*Exercise*.
Pull out the material from the line containing "Identify shirt collar." through the line containing "419 756 485 780", both included, and reproduce those lines unchanged.

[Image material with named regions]
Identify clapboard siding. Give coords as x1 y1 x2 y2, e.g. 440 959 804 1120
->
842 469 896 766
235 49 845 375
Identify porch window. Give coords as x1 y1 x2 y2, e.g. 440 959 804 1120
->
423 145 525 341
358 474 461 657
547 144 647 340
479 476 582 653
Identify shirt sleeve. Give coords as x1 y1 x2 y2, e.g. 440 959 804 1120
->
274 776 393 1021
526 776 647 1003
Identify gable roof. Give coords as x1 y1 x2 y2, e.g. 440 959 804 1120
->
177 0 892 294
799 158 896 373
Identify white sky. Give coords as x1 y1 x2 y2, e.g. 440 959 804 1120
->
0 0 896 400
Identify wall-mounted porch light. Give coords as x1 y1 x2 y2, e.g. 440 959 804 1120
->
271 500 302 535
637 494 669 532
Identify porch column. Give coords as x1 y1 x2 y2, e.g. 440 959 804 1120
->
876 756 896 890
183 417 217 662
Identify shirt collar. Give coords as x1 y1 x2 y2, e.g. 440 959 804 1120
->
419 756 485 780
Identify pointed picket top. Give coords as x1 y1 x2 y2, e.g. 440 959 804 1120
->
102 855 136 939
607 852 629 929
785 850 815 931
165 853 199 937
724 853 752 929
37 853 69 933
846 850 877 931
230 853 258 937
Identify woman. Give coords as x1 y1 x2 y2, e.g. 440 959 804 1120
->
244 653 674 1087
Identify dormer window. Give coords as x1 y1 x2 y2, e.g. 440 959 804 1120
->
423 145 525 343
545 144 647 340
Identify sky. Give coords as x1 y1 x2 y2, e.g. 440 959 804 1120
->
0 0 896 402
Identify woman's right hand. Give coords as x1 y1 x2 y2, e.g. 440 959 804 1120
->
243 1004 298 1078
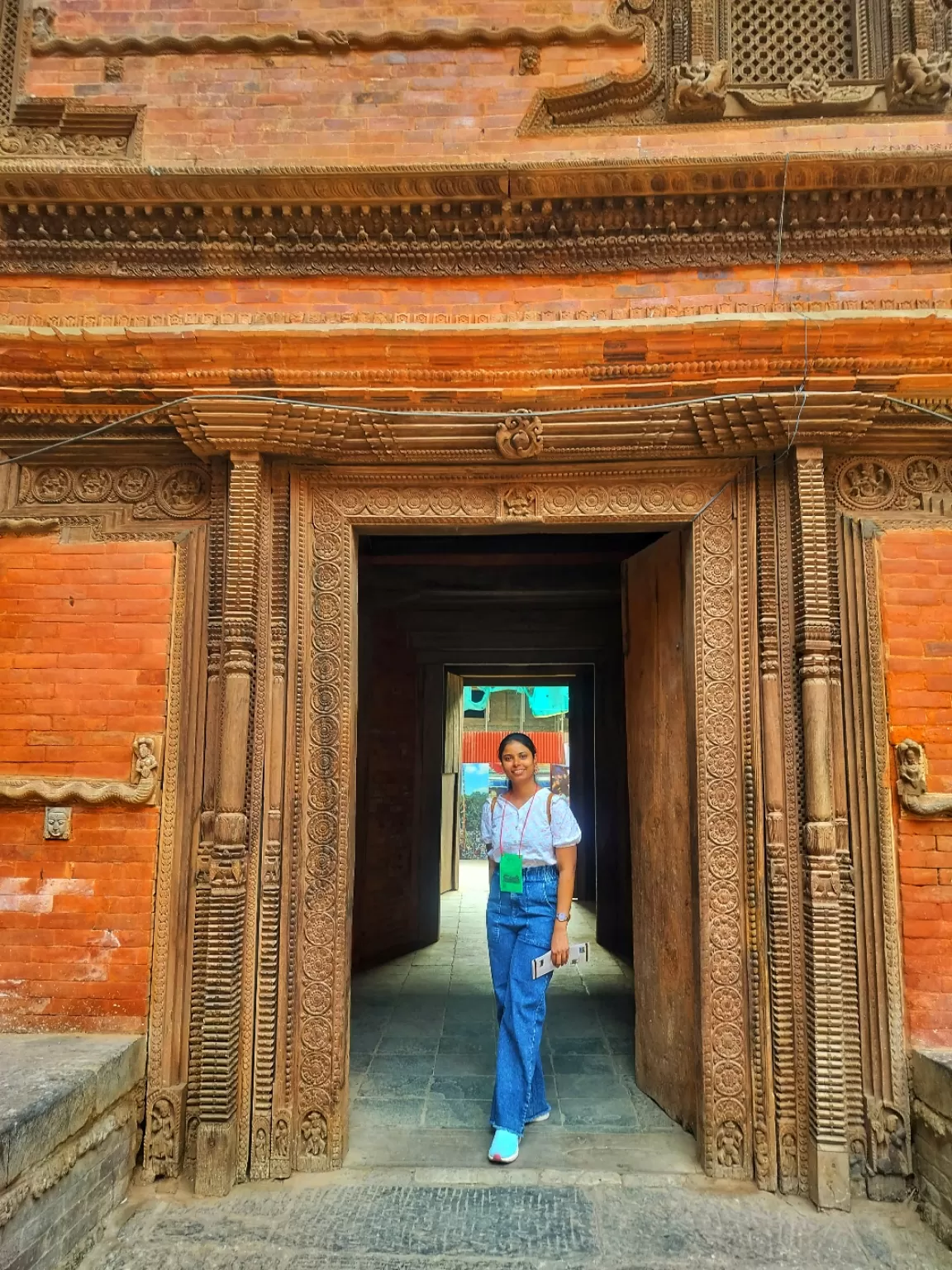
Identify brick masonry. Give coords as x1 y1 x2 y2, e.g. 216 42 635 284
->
26 0 947 166
0 536 174 1031
879 530 952 1045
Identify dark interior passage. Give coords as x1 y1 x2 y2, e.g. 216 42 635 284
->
350 531 697 1171
353 533 656 969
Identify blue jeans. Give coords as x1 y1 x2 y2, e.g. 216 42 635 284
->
486 865 559 1137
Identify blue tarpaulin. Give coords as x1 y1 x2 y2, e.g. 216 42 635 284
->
464 683 569 719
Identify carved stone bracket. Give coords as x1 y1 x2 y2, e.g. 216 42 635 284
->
0 737 161 806
896 738 952 819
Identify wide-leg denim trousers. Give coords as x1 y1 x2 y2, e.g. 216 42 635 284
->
486 865 559 1137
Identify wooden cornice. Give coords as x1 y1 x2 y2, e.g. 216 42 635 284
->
0 389 952 470
0 151 952 277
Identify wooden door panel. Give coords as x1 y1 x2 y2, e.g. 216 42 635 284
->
625 531 698 1128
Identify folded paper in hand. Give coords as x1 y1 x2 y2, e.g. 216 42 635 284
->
532 943 589 979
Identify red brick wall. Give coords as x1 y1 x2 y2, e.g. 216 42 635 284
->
26 0 947 166
881 530 952 1045
0 536 173 1031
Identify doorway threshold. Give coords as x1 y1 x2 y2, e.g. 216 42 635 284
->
344 1126 703 1185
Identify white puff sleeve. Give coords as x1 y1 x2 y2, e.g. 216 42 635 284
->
480 799 493 847
552 794 581 847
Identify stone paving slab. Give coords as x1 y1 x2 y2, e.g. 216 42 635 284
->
83 1170 952 1270
0 1033 146 1190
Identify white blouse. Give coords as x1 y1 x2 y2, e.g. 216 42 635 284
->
480 789 581 865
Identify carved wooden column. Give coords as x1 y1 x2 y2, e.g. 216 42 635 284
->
838 516 912 1199
249 466 289 1178
795 446 850 1208
185 460 227 1166
196 453 261 1195
756 467 800 1195
826 491 866 1176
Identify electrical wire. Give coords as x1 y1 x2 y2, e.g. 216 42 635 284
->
770 150 789 311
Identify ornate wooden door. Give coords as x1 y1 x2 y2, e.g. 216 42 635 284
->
625 530 699 1129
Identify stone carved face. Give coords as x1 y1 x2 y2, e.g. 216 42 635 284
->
43 806 73 842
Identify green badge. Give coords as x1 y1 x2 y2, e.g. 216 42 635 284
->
499 851 521 895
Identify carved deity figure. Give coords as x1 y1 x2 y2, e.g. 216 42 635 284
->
301 1111 327 1159
33 5 56 45
608 0 650 31
788 69 829 102
866 1099 909 1176
149 1099 175 1177
132 737 159 781
896 738 952 817
272 1120 288 1159
43 806 73 842
888 50 952 111
519 45 542 75
670 57 729 118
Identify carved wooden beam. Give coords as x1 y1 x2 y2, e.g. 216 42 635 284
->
31 21 644 57
0 152 952 278
0 737 161 806
896 738 952 819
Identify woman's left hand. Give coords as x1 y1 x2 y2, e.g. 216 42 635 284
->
552 922 569 967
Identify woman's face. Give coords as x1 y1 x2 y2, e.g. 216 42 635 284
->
500 740 536 781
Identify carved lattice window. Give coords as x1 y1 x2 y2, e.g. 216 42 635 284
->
730 0 855 84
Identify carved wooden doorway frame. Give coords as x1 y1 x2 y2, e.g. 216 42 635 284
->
278 460 775 1178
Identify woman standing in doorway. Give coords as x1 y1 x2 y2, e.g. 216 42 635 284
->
483 732 581 1165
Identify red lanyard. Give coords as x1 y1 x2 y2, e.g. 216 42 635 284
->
499 785 538 856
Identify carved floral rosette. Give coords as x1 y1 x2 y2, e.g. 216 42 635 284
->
19 464 211 521
289 464 753 1177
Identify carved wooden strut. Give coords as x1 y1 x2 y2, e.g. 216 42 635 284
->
0 737 160 806
896 738 952 818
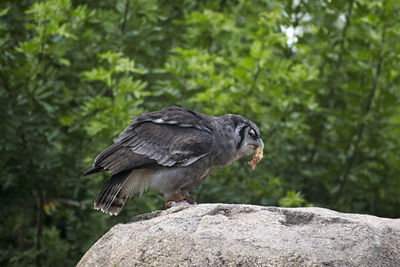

*Task answer*.
Identify shirt collar. Give coords as x1 y1 x2 y2, e.g. 440 959 804 1120
->
419 756 485 780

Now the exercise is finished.